EXPLORE THE MATERIAL:
1 > In the COVID-19 regulatory updates below, why does CMS keep updating its blanket waivers? Explain in one to three sentences.
2 > In the COVID-19 regulatory updates below, to what date is the reprocessing of audio-only telephone E/M claims retroactive?
3 > Resume the COVID-19 regulatory updates below, picking up right after their last sentence.

TEXT BLOCK:
_ _ _ _
Below are the COVID-19 regulatory updates from CMS and HHS for this week:

Medicare to reprocess telehealth telephone E/M visits paid at lower rate
Medicare Administrative Contractors (MACs) will automatically reprocess claims for audio-only telephone Evaluation and Management visits (CPT codes 99441, 99442, and 99443) retroactive to March 1, 2020 that were previously denied or paid at the lower rate. Physicians and other qualified health care professionals are not required to do anything. On April 30, the Centers for Medicare & Medicaid Services (CMS) published an Interim Final Rule authorizing implementation of new payment rates for these services during the COVID-19 public health emergency (PHE). There are also a number of add on services (CPT codes 90785, 90833, 90836, 90838, 96160, 96161, 99354, 99355, and G0506) which Medicare may have denied during the PHE. MACs will also reprocess those claims for dates of service furnished on or after March 1.

OIG updates COVID-19 related frequently asked questions
The HHS Office of Inspector General (OIG) published answers to frequently asked questions (FAQs) about regulatory flexibility for health care providers during the COVID-19 PHE. The FAQs address the OIG’s administrative enforcement authorities under the federal Anti-Kickback Statute (AKS) and Civil Monetary Penalties Law (CMPL) prohibiting beneficiary inducement. If you have a question regarding how OIG would view an arrangement that is directly connected to the PHE and implicates the AKS or CMPL authorities, please submit your question to OIGComplianceSuggestions@oig.hhs.gov.

CMS waiver updates
CMS recently updated its suite of blanket waivers to ensure that healthcare providers and medical facilities have the flexibility they need to treat patients during the COVID-19 pandemic. The waivers are updated on an ongoing basis to align with evolving legislative and regulatory changes made during the PHE.
_ _ _ _
THE DATA:
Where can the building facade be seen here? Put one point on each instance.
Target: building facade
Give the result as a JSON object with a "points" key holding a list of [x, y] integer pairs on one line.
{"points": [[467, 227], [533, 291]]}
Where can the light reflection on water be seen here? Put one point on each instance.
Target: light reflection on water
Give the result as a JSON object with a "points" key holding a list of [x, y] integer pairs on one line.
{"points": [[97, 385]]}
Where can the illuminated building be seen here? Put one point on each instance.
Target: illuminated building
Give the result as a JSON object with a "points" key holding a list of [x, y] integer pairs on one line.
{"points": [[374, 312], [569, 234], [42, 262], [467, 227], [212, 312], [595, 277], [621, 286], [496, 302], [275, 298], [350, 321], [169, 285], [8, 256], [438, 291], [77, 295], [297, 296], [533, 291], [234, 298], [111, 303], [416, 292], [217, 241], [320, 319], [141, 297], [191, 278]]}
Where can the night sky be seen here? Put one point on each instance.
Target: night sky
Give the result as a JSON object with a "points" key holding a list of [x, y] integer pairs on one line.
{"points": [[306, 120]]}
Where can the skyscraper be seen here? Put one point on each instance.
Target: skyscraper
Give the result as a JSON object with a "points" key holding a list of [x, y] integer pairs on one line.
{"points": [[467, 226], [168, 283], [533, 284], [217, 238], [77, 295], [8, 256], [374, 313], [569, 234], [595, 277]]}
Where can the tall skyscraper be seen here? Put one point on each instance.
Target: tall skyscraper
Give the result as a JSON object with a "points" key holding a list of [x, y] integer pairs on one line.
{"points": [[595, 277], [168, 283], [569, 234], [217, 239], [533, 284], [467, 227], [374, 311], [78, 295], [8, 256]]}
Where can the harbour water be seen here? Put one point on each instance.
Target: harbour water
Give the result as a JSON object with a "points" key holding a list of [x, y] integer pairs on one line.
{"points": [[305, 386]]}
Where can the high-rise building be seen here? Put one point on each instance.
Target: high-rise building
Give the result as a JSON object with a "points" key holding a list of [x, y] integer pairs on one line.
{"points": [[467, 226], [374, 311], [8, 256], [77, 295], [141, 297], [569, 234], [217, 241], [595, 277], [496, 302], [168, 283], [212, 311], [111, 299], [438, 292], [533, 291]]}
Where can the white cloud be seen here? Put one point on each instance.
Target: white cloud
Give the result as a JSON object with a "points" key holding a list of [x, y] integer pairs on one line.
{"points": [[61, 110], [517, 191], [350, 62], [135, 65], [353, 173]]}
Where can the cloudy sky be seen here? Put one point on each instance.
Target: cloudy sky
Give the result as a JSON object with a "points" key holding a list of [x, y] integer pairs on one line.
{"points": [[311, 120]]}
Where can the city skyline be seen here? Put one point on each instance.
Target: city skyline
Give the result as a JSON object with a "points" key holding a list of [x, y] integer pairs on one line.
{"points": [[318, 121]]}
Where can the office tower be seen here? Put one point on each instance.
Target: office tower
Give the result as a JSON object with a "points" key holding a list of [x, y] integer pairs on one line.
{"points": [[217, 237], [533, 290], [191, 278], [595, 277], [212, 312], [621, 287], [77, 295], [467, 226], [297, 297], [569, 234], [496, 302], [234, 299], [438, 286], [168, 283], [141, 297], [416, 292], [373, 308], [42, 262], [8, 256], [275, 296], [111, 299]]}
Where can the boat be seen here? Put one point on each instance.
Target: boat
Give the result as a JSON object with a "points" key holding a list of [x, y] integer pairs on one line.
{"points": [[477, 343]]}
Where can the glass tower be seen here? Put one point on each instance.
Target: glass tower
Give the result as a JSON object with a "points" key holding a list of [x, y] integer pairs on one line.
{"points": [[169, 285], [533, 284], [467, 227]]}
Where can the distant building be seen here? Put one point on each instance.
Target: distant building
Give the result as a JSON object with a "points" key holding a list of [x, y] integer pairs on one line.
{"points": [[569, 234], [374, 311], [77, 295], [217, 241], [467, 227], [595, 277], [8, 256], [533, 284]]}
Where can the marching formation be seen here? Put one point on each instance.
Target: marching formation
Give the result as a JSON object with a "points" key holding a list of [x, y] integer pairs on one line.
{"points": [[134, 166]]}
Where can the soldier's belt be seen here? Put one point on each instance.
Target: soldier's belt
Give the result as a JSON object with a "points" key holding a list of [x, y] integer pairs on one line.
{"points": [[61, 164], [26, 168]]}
_ _ _ _
REPLIES:
1 > CMS updates the waivers on an ongoing basis so they stay aligned with the legislative and regulatory changes being made during the COVID-19 public health emergency. The goal is to give healthcare providers and medical facilities the flexibility they need to treat patients during the pandemic.

2 > March 1, 2020.

3 >
HHS awards $15 million to support telehealth providers during COVID-19 pandemic
The Department of Health and Human Services (HHS), through the Health Resources and Services Administration (HRSA) awarded $15 million to 159 organizations across five health workforce programs to increase telehealth capabilities in response to the COVID-19 pandemic. HRSA made awards to organizations based on their capacity to implement COVID-19 telehealth activities that train high demand professions across the health care team. The investments will train students, physicians, nurses, physician assistants, allied health and other high-demand professionals in telehealth, and enable them to maximize telehealth for COVID-19 referrals for screening and testing, case management, outpatient care, and other essential care during the crisis. These funds are in addition to the nearly $583 million HRSA previously awarded to 1,385 health centers in all 50 states, the District of Columbia, and eight U.S. territories to expand COVID-19 testing.